▶ **PROBLEM DETAILS**
When the line with "rough mask: <svg" is reached, include it and stop; before that, copy each line of the listing exactly from the first.

▶ **DATA PROVIDED**
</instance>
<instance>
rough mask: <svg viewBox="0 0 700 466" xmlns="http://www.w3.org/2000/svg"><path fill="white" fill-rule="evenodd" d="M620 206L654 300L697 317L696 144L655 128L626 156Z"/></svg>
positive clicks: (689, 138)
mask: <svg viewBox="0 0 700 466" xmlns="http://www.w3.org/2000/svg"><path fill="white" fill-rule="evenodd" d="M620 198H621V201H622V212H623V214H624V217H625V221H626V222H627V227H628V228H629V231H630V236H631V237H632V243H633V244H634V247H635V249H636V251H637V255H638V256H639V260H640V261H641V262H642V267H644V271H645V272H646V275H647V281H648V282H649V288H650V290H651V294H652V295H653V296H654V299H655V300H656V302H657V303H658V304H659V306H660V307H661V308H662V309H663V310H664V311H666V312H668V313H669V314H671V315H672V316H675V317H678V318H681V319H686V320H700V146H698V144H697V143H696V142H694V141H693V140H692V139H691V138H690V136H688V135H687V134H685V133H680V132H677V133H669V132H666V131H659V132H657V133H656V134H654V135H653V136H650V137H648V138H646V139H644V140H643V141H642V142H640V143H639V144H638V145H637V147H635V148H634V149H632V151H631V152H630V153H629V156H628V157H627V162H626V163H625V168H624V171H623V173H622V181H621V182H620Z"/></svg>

▶ **ANSWER SPACE**
</instance>
<instance>
rough mask: <svg viewBox="0 0 700 466" xmlns="http://www.w3.org/2000/svg"><path fill="white" fill-rule="evenodd" d="M620 206L654 300L697 317L696 144L655 128L626 156Z"/></svg>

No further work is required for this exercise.